## Exercise instructions
Extract the lines of the entries starting at their very first line and ending at the line that contains "box: [204, 309, 253, 404]", both included, and reproduce them word for word.

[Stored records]

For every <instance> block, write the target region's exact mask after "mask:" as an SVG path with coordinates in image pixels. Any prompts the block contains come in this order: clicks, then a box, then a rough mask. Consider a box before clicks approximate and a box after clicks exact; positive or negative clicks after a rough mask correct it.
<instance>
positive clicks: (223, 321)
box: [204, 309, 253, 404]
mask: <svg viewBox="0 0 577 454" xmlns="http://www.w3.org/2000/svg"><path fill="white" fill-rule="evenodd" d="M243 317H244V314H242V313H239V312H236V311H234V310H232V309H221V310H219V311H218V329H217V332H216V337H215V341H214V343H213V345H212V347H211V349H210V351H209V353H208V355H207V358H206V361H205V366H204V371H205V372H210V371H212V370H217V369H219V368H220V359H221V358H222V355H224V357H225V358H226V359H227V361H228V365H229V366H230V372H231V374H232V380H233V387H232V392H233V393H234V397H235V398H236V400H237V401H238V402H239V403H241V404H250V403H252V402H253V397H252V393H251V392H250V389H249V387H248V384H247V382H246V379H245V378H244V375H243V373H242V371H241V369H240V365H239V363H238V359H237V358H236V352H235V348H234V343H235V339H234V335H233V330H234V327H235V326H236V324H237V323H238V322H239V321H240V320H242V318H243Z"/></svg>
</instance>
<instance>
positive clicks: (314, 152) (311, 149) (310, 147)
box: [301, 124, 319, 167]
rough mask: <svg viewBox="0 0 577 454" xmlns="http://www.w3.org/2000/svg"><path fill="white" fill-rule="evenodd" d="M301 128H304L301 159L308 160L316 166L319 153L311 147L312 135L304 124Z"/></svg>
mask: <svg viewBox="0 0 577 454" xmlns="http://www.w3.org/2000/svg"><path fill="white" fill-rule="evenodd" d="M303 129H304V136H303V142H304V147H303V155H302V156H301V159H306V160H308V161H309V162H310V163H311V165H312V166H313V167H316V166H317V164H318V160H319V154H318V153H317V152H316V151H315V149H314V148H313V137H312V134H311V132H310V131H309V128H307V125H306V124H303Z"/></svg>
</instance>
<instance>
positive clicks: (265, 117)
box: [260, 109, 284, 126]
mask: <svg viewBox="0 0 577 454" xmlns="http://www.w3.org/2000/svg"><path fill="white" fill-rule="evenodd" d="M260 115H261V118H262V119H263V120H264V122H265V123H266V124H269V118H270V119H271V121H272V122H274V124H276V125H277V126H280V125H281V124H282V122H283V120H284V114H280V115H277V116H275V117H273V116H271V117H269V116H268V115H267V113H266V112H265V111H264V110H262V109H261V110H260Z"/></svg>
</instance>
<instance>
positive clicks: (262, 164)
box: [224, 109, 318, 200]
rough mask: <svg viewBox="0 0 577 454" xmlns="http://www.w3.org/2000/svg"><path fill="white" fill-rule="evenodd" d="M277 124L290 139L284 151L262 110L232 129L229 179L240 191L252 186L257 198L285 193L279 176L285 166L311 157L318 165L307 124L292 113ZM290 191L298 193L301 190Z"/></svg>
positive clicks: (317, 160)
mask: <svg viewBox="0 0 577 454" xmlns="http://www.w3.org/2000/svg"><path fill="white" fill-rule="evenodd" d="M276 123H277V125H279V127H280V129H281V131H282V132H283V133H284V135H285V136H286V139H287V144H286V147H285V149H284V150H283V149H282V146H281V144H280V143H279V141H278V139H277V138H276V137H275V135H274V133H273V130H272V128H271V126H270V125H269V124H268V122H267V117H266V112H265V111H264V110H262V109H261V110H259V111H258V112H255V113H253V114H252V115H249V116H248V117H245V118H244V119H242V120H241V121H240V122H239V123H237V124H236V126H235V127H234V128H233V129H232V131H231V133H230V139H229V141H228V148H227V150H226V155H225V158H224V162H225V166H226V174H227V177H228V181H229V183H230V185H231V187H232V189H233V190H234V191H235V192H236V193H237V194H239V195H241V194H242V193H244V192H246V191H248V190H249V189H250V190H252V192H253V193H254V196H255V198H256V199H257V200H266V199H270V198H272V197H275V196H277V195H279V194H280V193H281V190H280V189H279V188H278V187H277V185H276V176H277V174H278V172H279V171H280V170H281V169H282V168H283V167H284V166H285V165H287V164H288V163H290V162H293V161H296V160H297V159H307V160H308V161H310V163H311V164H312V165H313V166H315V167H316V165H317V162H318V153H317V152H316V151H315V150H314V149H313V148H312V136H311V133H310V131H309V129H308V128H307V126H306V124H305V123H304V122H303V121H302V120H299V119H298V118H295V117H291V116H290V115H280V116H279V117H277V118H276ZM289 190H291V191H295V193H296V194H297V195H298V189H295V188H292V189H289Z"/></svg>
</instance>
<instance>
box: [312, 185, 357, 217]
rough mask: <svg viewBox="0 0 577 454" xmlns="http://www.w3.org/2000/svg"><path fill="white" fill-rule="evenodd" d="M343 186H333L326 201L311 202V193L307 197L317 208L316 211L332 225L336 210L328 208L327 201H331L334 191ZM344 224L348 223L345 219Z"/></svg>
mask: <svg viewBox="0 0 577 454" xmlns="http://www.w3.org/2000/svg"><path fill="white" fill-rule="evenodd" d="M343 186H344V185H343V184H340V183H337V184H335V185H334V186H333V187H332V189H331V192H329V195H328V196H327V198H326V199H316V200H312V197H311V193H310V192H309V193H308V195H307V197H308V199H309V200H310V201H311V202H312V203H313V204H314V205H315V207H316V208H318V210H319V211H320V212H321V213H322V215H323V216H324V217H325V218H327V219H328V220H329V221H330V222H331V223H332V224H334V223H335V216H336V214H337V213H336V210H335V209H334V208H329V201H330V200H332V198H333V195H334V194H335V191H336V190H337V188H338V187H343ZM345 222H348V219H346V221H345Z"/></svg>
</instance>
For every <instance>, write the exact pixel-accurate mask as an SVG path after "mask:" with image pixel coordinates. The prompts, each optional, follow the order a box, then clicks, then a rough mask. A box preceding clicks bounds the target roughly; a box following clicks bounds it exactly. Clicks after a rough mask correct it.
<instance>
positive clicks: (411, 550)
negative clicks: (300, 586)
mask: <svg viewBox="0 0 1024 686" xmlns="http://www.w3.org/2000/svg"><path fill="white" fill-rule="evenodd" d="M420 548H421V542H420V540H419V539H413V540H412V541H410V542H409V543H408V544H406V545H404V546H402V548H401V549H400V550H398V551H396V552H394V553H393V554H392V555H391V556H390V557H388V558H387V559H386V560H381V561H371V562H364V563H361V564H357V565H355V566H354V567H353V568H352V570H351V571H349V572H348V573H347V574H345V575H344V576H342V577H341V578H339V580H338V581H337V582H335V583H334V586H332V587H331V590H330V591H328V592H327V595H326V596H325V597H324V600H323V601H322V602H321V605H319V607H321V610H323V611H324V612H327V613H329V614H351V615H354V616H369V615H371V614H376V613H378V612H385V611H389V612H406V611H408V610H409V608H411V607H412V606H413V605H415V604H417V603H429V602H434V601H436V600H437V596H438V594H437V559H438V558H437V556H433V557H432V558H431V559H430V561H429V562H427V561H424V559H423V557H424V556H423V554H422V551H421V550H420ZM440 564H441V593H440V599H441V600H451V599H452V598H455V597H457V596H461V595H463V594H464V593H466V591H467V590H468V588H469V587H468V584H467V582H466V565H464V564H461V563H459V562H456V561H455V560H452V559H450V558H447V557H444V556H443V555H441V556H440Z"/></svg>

## Task answer
For every <instance> block, write the target region's exact mask after "mask:" as an SVG path with coordinates in image pixels. Any prompts the block contains come in this order: clicks, then a box, then a rough mask. Consider a box before clicks approximate and a box after clicks exact; positive or negative clicks after a rough mask correct it.
<instance>
positive clicks: (223, 321)
box: [204, 309, 253, 404]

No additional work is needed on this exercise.